▸ EXCERPT TO READ
□ □ □
That depends on whether you want AIG to survive as a going concern or whether you are liquidating it. By forcing it to break its insurance contracts with the trading partners, you would in effect be slitting its throat. As to whether that would be better, I can’t really say because I’m not that savvy in exotic financial instruments but at least someone said AIG “was too big to fail”. This is how I understand the situation:

If AIG is the major player in the investment insurance game, then perhaps it is too big to fail. In other words, if AIG goes, the willingness of trading partners to purchase U.S. financial instruments may significantly lessen. If it lessens, then banks and other financial organizations will have less market for their riskier instruments and must alter their current operating rules on liquidity and risk in the first place, which means less money to loan out to businesses and individuals. This, in turn, means stagnation at every level of the economy. In other words, the whole system is a house of cards threatening to collapse at any point.

Now, it is easy to point at AIG and other financial instrument marketers to say they took too many risks in the first place. Perhaps. But you have to go back to political correctness, affirmative action and Clinton to see how its insistence that every person be given a loan, regardless of how creditworthy, created an intolerable lack of security and income for the banks forced into making these loans. Financial institutions came to the banks’ rescue by bundling lots of loans—some good, some bad—into negotiable paper which could be sold to other investors and thus restore banks’ liquidity. The problem was when the investors went to purchase the negotiable instruments, they had no way of investigating the level of risk they were undertaking because the loans and their probability of default were no longer traceable due to the bundling. Thus, before agreeing to purchase these instruments, the investors wanted some type of insurance on their risk. This is where I think AIG came in. It was to cover losses by those defaults as they trickled in over the years.

Now go back to last summer when gas prices, loud-mouthed politicians and other factors touched off a slew of defaults and threats of defaults. What was supposed to be a slow, steady stream of defaults became a torrent and as the strain grew on AIG and others, the investors began getting nervous. The market fell for these bundled mortgages and banks got strained. Insurance companies make their money by assessing the normal risks of whatever they are insuring and maintain enough liquidity to handle those normal risks. The run on AIG was far beyond normal.

So now AIG gets bailout money and it pays its insurance contract liabilities to the big banks. Why? There may be some nepotism there but I also suspect it is because these are the big buyers of risky U.S. instruments and if that market completely collapses, so does our economy. Government should at this point find a way to get rid of the community reinvestment act (which forces banks to loan money to unacceptable risks) and other things which defy natural economic rules and ease everyone back to the real world. But that is not what the Obama Administration is doing. If anything, it is further eroding confidence in U.S. debt instruments by fueling inflation and pushing even more regulation to benefit bad risks.
□ □ □
▸ EXTRACTED DATA
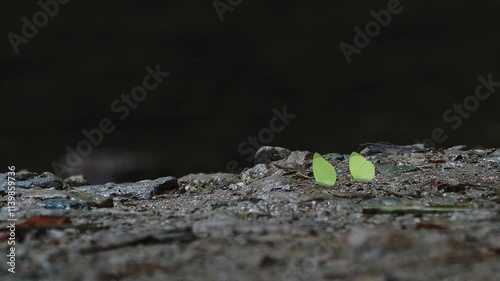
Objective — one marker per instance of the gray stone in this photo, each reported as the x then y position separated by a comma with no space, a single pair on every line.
143,190
376,148
268,154
30,180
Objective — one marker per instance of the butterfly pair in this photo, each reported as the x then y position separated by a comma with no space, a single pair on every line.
360,168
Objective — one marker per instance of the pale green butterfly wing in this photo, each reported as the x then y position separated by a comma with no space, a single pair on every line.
324,172
361,169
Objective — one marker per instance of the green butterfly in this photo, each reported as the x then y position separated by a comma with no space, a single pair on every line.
361,169
324,172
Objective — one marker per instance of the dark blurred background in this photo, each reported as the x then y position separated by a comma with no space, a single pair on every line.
227,76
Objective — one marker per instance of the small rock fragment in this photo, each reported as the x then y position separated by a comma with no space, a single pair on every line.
268,154
25,179
143,190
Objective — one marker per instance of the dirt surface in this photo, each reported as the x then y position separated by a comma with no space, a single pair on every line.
427,215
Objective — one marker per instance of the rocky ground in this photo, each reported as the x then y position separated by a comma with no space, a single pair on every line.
427,215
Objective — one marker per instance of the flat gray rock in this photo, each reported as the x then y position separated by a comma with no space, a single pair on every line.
142,190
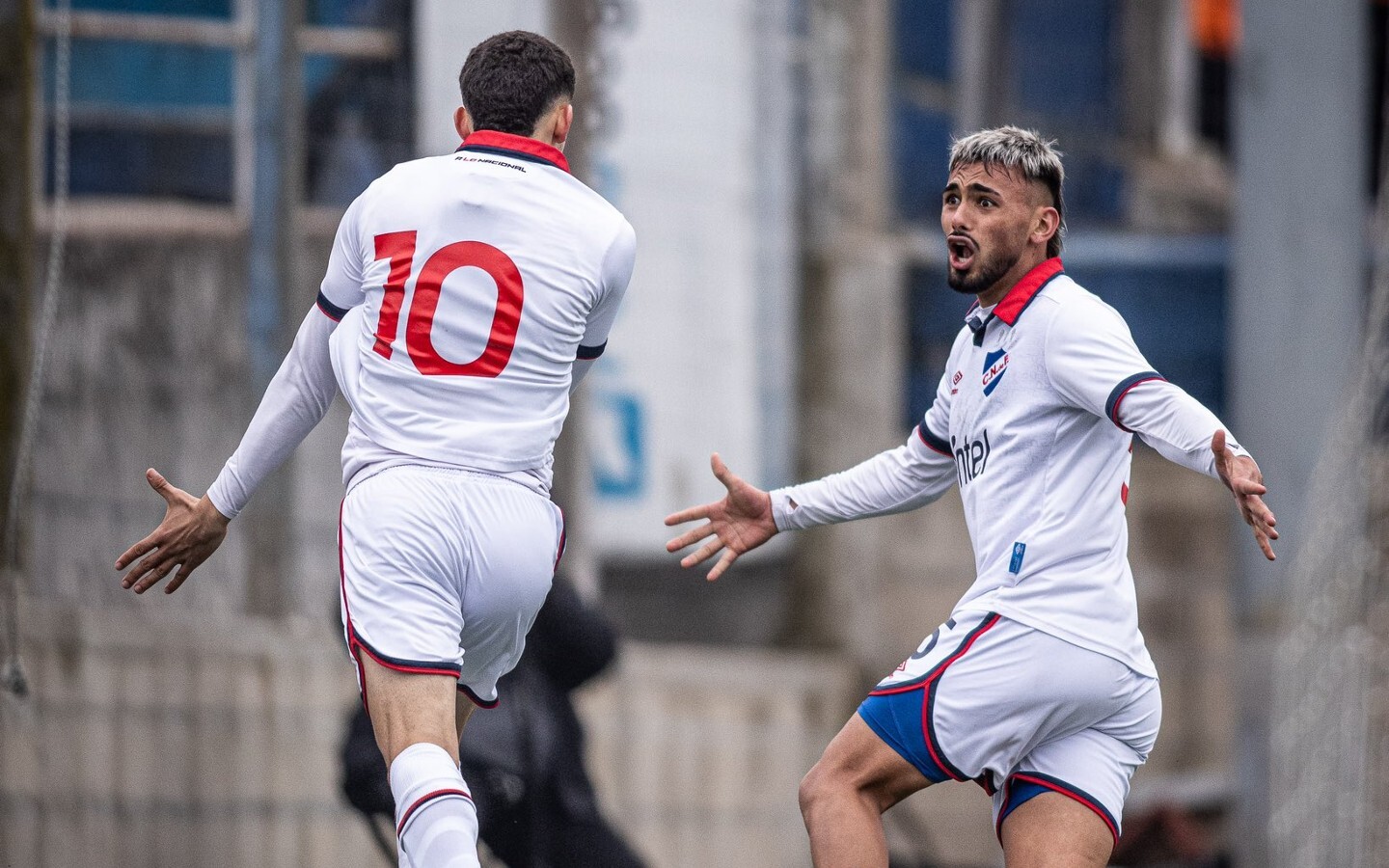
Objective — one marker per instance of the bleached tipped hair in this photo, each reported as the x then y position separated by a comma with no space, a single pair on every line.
1022,151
□ □ □
▸ YOUR OBJECTIVE
In the passage on AIG, what did investors want before they agreed to purchase the bundled loan instruments?

▸ SOLUTION TO THIS TASK
Some type of insurance on their risk.